* [Passage for review]

- - -

Last month, the U.S. Treasury Department said some life insurance companies were among firms considered eligible for the Troubled Asset Relief Program (TARP). The treasury said it would extend the aid to insurers that own federally chartered banks on a case by case basis. To become eligible for government funds, a number of life insurers made deals to buy savings and loans institutions. Both The Hartford and Lincoln made such acquisitions last November. Companies like MetLife and Prudential already had banking operations. It's not clear how many insurance companies have applied for TARP, but the Treasury says there are hundreds of applications under review.
So do financial advisors need to worry about life insurance companies making good on their clients' contracts? There are certainly a lot of regulatory safety nets in place. State regulators send warnings and demand back up planning as soon as a company's risk-based capital ratio falls below a certain level — 150 percent in some states. If this strategy fails, the insurance department of the state in which the company operates takes over, and that state's insurance commissioner becomes the “receiver.” If the insurer is deemed insolvent, a liquidation may be ordered by a court and state guaranty associations work with the receiver to pay covered claims. Most states provide up to $300,000 in total benefits for any one individual with policies from an insolvent insurer, according to the NAIC.

- - -

* [Information shown]
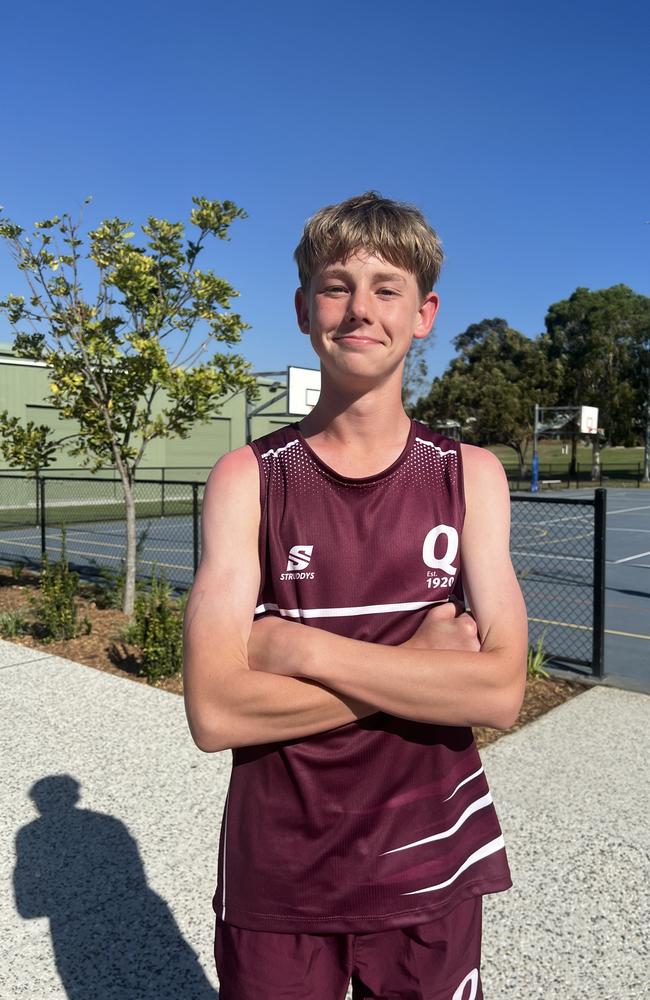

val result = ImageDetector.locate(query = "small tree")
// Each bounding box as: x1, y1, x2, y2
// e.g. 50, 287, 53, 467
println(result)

- - -

* [Activity list]
• a. In the passage on life insurers and TARP, do these statements agree with the text: (i) The Hartford and Lincoln acquired savings and loans institutions last November; (ii) MetLife and Prudential bought banks in order to become eligible for TARP; (iii) most states provide up to $500,000 in total benefits for any one individual with policies from an insolvent insurer? Answer yes or no for each and quote the deciding words.
• b. Extend the passage on life insurers and TARP, starting after its last sentence.
The data is separate material from the passage on life insurers and TARP.

* [Numbered responses]
• a.
(i) Yes: "Both The Hartford and Lincoln made such acquisitions last November."
(ii) No: "Companies like MetLife and Prudential already had banking operations."
(iii) No: "Most states provide up to $300,000 in total benefits for any one individual with policies from an insolvent insurer, according to the NAIC."

• b.
But these payments are financed by state guaranty funds, which are backed by the insurance companies themselves, and the companies don't typically kick in payments until an insolvency occurs. “If a company goes down, a fee is levied on the remaining companies in that state to shore up the fund. Right now though, there aren't a lot of life insurers in the position to put up cash,” Rambaldini says. Multiple simultaneous insolvencies would be a disaster.
Of course, nolgha says it doesn't expect a major increase in insurance insolvencies. There have been two this year, and according to a spokesperson for the group, that's normal. “Regulators have gotten much better at preventing insolvencies. They focus on warning signs so they can get in there earlier when their options for recovery are broader,” says Galanis. And anyway, if an insurer does go bust, “Policy holders have to get taken care of first. They're first in line when an insurer goes under,” says Galanis
Joseph Belth, an insurance expert and retired Indiana University professor, says the threats to the life insurance industry may be overstated. Citi's Devine agrees: “There are plenty of financial institutions fairing much worse than insurers. Life insurance companies are not in medical triage.”